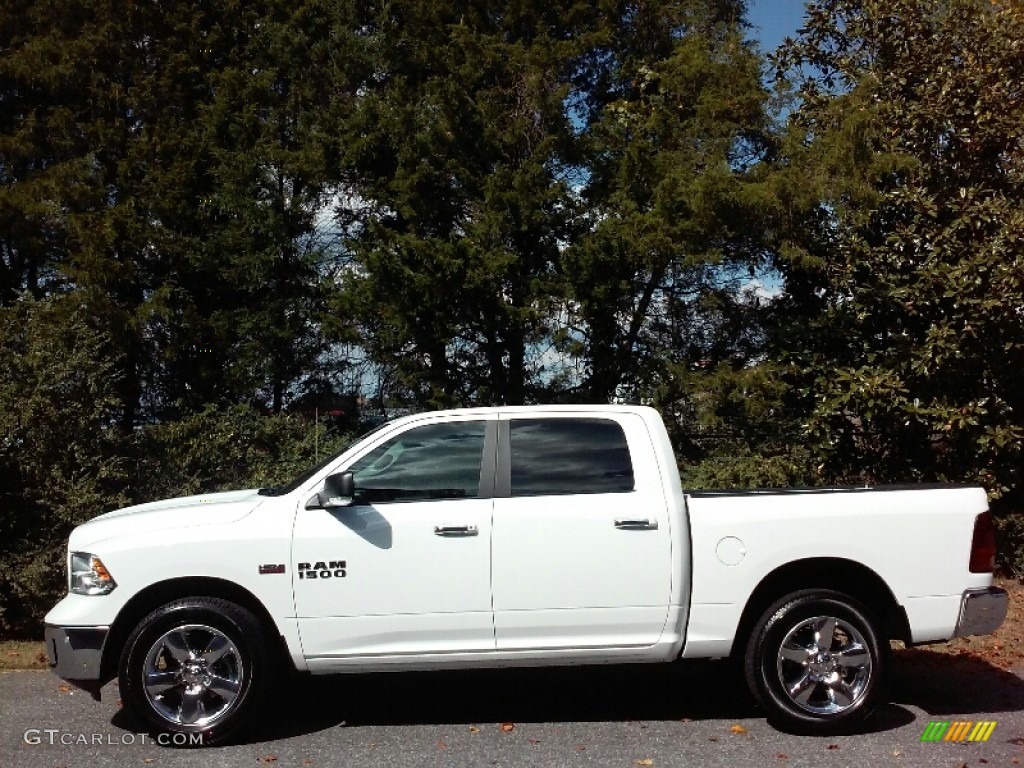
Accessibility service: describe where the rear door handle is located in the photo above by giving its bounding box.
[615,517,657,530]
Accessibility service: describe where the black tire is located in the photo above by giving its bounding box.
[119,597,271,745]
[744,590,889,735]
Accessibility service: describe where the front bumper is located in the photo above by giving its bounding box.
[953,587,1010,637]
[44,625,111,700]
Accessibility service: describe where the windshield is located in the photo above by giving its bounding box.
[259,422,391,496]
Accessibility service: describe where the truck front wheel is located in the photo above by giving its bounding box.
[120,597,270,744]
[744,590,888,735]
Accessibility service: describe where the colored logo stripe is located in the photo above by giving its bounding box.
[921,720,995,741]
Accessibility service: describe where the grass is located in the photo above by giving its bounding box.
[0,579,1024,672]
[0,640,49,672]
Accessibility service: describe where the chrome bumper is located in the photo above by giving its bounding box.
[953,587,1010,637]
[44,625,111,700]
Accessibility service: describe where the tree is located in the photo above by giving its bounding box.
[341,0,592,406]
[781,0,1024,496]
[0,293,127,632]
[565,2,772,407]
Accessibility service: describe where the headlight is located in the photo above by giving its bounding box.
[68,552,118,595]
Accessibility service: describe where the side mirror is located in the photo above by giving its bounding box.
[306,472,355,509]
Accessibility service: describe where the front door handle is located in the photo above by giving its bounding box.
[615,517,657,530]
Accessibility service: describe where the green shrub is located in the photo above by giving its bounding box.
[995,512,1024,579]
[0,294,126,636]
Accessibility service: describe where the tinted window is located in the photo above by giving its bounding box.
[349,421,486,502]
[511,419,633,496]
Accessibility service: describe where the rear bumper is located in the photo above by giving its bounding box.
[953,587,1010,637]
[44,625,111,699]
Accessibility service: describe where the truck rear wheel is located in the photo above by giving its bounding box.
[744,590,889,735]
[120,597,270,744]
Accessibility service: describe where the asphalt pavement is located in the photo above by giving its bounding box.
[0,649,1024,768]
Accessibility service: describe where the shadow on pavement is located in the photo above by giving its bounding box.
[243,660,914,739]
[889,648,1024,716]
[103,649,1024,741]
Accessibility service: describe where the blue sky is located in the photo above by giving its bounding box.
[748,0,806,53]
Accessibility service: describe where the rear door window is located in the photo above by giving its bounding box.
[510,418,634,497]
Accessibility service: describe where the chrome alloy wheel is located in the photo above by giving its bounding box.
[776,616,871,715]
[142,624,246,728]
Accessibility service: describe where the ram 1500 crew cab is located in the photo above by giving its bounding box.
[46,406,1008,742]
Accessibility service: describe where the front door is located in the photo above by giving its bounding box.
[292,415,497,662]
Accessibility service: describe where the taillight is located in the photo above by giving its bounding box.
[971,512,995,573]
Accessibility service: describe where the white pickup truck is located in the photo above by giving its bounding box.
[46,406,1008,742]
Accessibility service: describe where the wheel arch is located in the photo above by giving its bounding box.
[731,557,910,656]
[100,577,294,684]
------------------------
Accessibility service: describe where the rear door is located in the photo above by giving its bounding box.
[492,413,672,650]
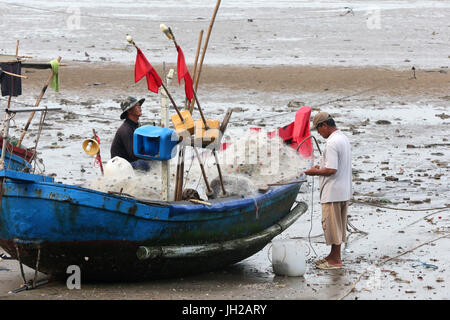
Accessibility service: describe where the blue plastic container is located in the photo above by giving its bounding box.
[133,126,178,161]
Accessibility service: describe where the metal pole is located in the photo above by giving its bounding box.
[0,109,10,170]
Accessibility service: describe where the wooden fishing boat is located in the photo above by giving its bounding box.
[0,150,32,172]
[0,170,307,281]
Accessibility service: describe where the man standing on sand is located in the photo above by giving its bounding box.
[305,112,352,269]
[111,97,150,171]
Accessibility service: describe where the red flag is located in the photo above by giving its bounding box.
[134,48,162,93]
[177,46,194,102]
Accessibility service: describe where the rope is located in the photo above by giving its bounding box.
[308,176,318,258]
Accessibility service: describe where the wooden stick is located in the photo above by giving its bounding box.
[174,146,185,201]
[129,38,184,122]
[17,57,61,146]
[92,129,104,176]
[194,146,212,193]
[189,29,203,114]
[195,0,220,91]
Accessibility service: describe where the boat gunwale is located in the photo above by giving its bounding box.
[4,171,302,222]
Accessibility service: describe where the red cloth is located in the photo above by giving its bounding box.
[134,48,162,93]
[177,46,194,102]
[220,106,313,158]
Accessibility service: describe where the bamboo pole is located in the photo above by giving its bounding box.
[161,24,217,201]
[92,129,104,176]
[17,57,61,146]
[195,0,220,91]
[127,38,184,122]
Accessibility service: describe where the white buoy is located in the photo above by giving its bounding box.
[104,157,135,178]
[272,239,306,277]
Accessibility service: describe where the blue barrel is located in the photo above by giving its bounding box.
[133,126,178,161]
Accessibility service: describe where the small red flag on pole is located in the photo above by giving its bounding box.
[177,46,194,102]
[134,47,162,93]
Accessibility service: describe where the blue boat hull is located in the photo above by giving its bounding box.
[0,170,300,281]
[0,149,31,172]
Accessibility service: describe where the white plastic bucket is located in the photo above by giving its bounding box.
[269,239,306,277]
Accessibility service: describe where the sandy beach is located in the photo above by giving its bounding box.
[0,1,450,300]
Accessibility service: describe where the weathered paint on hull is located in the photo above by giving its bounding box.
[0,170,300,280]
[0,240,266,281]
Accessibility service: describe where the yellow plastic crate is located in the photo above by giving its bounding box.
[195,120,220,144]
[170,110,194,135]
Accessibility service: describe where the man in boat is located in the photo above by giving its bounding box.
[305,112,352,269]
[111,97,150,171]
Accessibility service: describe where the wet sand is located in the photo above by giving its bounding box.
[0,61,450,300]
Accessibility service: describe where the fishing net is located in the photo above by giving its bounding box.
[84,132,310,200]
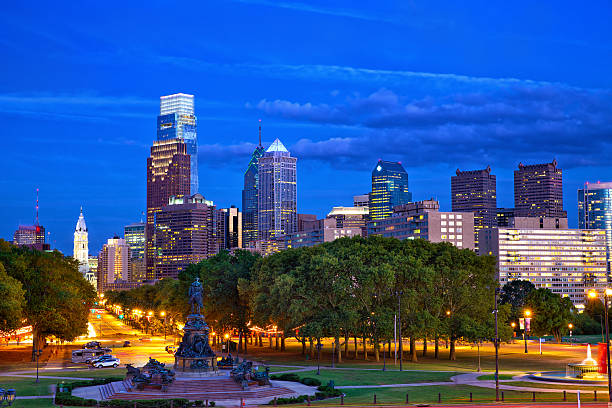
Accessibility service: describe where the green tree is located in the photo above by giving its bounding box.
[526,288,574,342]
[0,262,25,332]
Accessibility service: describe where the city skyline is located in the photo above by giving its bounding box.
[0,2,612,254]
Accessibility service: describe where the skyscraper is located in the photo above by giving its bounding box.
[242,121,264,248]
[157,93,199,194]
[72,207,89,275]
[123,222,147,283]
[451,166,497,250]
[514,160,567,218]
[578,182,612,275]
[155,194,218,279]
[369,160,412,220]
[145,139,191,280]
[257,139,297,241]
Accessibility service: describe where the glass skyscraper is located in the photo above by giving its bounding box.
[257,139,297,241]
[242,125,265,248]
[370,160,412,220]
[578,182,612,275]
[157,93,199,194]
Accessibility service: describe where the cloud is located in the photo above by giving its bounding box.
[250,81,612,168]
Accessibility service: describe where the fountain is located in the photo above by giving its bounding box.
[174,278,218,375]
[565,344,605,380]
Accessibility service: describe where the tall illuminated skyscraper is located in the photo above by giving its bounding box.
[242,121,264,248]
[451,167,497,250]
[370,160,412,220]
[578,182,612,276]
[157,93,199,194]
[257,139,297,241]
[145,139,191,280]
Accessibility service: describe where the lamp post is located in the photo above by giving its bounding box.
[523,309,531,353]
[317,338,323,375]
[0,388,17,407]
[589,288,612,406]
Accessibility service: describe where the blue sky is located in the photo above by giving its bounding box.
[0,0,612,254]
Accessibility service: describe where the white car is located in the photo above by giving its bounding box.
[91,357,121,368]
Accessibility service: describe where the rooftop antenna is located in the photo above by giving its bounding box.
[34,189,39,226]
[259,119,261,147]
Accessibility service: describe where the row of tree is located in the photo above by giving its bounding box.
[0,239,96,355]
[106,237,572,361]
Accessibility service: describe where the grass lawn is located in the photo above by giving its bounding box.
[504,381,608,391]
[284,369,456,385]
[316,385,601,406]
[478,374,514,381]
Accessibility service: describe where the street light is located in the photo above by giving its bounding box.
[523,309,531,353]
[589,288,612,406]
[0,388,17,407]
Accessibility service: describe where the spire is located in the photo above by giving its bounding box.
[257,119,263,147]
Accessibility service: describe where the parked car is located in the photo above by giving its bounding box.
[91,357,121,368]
------------------------
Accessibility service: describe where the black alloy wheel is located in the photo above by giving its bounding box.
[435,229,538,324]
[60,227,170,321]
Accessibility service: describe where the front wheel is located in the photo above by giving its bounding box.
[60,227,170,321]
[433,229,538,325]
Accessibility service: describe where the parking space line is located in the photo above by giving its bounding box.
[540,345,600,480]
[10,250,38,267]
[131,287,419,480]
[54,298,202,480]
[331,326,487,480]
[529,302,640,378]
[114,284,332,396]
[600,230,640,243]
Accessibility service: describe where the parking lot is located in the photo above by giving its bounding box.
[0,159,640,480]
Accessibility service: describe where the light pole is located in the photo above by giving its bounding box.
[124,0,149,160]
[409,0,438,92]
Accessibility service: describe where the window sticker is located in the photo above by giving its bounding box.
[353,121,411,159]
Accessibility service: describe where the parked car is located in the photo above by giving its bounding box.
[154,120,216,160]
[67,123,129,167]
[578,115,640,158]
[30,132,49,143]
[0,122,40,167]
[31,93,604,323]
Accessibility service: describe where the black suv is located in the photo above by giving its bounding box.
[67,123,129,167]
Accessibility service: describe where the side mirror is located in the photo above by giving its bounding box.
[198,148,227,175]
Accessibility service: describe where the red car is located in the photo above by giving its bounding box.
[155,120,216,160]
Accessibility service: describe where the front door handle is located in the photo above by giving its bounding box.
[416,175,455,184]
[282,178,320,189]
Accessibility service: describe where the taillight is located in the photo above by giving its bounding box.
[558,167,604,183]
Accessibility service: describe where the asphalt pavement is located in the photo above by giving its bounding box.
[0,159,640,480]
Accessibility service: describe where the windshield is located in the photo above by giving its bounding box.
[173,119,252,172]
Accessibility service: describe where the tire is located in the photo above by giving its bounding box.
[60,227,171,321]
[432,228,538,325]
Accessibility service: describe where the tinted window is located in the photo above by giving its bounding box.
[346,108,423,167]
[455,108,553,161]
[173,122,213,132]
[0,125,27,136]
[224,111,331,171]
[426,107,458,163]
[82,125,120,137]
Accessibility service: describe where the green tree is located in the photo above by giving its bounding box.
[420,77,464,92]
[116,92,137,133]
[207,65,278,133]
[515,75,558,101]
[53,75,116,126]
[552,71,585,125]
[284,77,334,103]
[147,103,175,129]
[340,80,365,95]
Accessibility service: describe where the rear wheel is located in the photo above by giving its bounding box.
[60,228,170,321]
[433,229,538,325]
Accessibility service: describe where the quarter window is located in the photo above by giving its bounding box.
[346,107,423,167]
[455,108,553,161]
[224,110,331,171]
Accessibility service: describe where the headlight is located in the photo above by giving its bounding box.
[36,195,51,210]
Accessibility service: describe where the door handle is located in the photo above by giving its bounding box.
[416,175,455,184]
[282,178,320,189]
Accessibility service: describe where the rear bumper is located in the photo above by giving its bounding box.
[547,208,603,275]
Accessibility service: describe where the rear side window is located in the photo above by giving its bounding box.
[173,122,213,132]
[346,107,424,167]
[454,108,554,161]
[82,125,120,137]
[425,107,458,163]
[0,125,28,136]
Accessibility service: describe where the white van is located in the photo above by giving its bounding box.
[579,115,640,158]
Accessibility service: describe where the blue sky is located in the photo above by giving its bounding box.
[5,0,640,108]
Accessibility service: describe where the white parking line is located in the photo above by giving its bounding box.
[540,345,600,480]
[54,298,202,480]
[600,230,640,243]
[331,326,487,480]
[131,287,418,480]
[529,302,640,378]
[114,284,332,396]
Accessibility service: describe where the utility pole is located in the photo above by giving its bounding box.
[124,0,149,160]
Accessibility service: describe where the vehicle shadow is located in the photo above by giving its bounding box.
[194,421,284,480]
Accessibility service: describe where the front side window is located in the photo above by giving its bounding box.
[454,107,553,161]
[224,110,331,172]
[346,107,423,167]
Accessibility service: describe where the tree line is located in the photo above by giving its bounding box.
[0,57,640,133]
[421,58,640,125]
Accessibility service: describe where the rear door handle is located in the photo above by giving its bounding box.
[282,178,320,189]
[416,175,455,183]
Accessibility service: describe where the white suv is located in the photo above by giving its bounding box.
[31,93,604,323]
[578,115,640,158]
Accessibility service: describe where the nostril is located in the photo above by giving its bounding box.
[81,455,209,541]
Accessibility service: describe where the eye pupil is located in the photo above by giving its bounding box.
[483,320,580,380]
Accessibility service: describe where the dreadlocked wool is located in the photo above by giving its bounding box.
------------------------
**Ejercicio:** Presenta como una lista JSON de cadenas, con una cadena por cada línea y sin incluir las líneas en blanco, los registros que van desde la línea que contiene "Accessibility service: describe where the truck front" hasta la línea que contiene "[921,720,995,741]", ambas incluidas.

**Resultado:**
[
  "Accessibility service: describe where the truck front wheel is located in the photo above by giving its bounding box.",
  "[120,597,270,744]",
  "[744,590,888,735]",
  "Accessibility service: describe where the colored logo stripe is located in the photo above by giving its bounding box.",
  "[921,720,995,741]"
]